## SUPPLIED INFORMATION
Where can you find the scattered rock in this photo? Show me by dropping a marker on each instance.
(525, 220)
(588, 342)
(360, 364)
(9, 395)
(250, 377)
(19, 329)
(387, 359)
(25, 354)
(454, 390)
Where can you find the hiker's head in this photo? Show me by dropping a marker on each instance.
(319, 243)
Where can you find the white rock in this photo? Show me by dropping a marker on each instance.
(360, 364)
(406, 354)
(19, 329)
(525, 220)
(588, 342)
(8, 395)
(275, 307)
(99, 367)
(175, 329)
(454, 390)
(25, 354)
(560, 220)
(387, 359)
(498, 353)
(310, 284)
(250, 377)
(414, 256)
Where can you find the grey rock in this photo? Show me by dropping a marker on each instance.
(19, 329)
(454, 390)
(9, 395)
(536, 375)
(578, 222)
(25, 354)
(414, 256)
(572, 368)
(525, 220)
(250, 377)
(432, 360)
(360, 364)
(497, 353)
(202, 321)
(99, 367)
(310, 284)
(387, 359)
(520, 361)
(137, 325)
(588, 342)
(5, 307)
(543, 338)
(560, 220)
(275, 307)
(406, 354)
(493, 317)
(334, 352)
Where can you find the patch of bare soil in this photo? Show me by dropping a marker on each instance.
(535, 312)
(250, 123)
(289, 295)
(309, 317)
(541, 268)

## PROBLEM DESCRIPTION
Find "Where can you find the patch" in the data above, then repeat that line and all lines after it exactly, ending with the final line.

## TASK SOLUTION
Where can you find the patch of bare soil in this photo? Show me by dropping a marker on each instance.
(535, 312)
(250, 123)
(289, 295)
(309, 317)
(541, 268)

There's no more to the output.